• **REQUIRED ACTIONS**:
[1] According to the article on Anthropic's lawsuits against the Department of Defense, in which two courts did the company file on March 9?
[2] In one to three sentences, explain why the article on Anthropic's lawsuits against the Department of Defense says the complaint treats the supply chain risk designation as exceeding statutory authority.
[3] Extend the article on Anthropic's lawsuits against the Department of Defense, beginning right after its final sentence about the fifth claim.

• **TEXT PASSAGE**:
• • • • • • •
March 9, 2026
Date: March 9, 2026
Anthropic filed two simultaneous lawsuits against the Department of Defense on March 9 — one in the U.S. District Court for the Northern District of California and one in the D.C. Circuit Court of Appeals. The dual filing targets the Pentagon’s supply chain risk designation from both a constitutional angle and an administrative law angle at the same time. The company is seeking an emergency injunction to suspend the designation while litigation proceeds.
The complaint asserts five distinct legal claims. First, First Amendment retaliation: Anthropic argues the government blacklisted the company in response to its public statements about what its models can and cannot safely do, which the complaint frames as protected speech. Second, Fifth Amendment due process: contracts were cancelled and future business barred without prior notice or an opportunity to respond. Third, APA arbitrary and capricious: agency action must rest on reasoned decision-making with a factual basis; the complaint cites Defense official Pete Hagseth’s public characterization of Anthropic’s CEO as evidence the designation was ideological rather than security-based. Fourth, APA exceeds statutory authority: the supply chain risk statute was written to target foreign adversaries, not American companies. Fifth, APA procedural violations: the government bypassed standard notification and response procedures.
• • • • • • •
• **SOURCE MATERIAL**:
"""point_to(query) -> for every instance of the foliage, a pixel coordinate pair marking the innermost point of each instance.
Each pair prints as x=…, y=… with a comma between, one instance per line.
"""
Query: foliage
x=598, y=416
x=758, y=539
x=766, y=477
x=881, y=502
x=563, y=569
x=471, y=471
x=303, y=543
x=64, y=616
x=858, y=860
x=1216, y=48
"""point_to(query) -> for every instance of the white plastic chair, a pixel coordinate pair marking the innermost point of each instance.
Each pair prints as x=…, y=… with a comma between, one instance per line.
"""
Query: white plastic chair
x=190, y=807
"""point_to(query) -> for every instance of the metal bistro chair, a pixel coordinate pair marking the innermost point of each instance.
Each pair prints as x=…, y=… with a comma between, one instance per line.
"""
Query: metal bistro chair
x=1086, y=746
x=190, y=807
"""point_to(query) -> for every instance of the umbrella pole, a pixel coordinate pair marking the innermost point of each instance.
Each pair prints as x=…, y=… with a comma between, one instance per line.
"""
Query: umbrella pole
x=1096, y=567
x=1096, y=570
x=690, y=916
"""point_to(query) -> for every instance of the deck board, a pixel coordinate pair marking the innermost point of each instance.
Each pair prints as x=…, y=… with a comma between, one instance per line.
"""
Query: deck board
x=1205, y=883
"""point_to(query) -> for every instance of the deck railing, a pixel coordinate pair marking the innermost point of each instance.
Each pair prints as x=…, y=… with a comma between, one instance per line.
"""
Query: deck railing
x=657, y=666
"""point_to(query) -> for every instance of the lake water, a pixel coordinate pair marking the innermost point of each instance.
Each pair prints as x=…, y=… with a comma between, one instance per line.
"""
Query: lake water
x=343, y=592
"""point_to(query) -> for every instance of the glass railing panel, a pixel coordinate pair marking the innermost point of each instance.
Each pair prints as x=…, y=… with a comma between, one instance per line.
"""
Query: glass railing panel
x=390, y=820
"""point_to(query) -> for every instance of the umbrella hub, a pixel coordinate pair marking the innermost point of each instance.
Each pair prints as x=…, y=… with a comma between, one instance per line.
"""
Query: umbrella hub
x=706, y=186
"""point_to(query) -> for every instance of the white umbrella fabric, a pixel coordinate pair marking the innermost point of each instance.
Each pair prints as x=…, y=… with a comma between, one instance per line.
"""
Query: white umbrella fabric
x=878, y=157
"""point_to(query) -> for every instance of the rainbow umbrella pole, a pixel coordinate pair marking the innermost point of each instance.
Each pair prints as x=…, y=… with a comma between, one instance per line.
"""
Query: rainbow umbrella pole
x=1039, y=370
• • • • • • •
• **ANSWERS BY ITEM**:
[1] The U.S. District Court for the Northern District of California and the D.C. Circuit Court of Appeals.

[2] The complaint argues that the supply chain risk statute was written to target foreign adversaries, not American companies. Applying it to Anthropic therefore goes beyond what the law authorizes.

[3]
Legal precedent cited in the complaint includes Lucon Technology Corporation v. Department of Defense (2021) and a companion Xiaomi case, in which courts struck down nearly identical Pentagon designations as arbitrary and capricious under the APA for lack of notice, explanation, or opportunity to respond.
The financial exposure is significant on two levels. Anthropic’s direct Pentagon contract was valued at up to $200 million. Beyond that, the designation legally requires defense contractors — including Lockheed Martin, which has indicated it will comply — to remove Anthropic’s models from their supply chains, which Anthropic estimates creates hundreds of millions in additional near-term contract risk.
Since the designation took effect, Claude downloads have increased 55% week over week. The app reached the number one position on the U.S. App Store, surpassing ChatGPT — a position it had not previously held. More than one million new users are signing up daily, paid subscriptions have doubled, daily active users have more than tripled since January, and annualized revenue has climbed from approximately $14 billion to $19 billion.
An OpenAI dimension runs parallel to the litigation. On the night Anthropic was blacklisted, OpenAI announced a Pentagon deal permitting its models for all lawful purposes. Subsequent reporting revealed that OpenAI’s deal contains guardrails substantively similar to the two limits Anthropic declined to remove — no mass domestic surveillance of Americans and human oversight required for any use of force involving autonomous weapons systems. The distinction appears to be that OpenAI drew those lines without public confrontation.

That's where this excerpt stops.